(Your instructions):
Return only these lines, exactly: the one containing "Could you point out the wooden drawer" and every line after it in the listing.

•••••

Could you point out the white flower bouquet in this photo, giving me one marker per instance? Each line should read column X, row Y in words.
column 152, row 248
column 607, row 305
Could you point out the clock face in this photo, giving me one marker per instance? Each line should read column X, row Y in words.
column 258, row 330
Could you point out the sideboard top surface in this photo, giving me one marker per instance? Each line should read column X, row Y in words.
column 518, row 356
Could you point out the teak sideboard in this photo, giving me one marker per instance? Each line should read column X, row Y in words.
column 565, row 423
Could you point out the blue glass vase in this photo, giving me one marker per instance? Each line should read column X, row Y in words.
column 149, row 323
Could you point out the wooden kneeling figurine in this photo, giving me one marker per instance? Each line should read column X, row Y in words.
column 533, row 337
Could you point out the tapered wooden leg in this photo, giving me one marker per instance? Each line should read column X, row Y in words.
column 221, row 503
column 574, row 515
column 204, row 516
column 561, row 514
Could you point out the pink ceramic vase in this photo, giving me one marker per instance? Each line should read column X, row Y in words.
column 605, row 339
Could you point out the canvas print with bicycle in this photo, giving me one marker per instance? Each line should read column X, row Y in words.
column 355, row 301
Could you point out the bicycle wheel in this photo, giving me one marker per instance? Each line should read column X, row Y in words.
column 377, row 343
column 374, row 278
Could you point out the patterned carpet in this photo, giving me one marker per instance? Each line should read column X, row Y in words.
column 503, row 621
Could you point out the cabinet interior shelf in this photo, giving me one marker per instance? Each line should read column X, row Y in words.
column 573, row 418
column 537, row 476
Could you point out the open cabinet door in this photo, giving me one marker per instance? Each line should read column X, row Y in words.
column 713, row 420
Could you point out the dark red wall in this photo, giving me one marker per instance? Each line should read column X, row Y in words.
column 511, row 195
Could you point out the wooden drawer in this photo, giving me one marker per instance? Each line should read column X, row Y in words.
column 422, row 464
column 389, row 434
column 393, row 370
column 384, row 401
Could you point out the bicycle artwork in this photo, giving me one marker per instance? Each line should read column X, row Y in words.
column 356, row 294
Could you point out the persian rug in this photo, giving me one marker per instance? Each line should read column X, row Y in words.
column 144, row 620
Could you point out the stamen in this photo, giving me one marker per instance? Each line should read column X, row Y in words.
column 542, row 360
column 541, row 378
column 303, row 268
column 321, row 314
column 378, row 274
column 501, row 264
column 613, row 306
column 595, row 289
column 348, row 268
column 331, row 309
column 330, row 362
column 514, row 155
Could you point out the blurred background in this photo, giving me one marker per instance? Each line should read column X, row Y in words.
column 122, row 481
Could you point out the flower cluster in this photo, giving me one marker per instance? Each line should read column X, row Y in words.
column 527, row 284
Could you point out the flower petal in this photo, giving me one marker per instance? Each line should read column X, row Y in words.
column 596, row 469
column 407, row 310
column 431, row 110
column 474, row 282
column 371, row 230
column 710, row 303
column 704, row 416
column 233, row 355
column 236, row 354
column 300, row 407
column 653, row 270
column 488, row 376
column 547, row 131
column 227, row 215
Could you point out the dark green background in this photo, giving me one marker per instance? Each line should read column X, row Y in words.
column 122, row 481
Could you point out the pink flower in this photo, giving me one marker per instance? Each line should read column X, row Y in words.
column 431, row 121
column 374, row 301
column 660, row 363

•••••

(Answer section):
Could you point out the wooden drawer in this photo, giving me one marker per instance? Each line should read column X, row Y in words.
column 422, row 464
column 389, row 434
column 393, row 370
column 384, row 401
Could you point out the bicycle artwork in this photo, giving me one marker per instance? Each line should read column X, row Y in words.
column 356, row 294
Could you point out the persian rug in this photo, giving me one marker per instance? Each line should read column X, row Y in words.
column 144, row 620
Could you point out the stamen in this photo, giving me one marker per instance? Each line should read column X, row Y in words.
column 542, row 360
column 541, row 378
column 303, row 268
column 321, row 314
column 378, row 274
column 501, row 264
column 613, row 306
column 595, row 289
column 348, row 268
column 331, row 309
column 330, row 362
column 514, row 155
Could you point out the blurred background in this photo, giving me one marker per instance? Each line should read column X, row Y in words.
column 122, row 481
Could you point out the flower cluster in this photo, giving me one marker per instance? Each line should read column X, row Y in words.
column 527, row 284
Could you point out the flower petal in this photo, giving me one marker per instance? Each line should read column X, row Y in words.
column 596, row 469
column 407, row 310
column 431, row 110
column 474, row 282
column 371, row 230
column 710, row 303
column 704, row 416
column 233, row 355
column 236, row 354
column 300, row 407
column 653, row 270
column 488, row 376
column 547, row 131
column 227, row 215
Could you point out the dark green background in this photo, giving me one marker per instance? Each line should read column X, row Y in words.
column 122, row 481
Could you point out the pink flower in this photo, giving me one marker per instance? Each line should read column X, row Y in words.
column 431, row 121
column 374, row 301
column 660, row 363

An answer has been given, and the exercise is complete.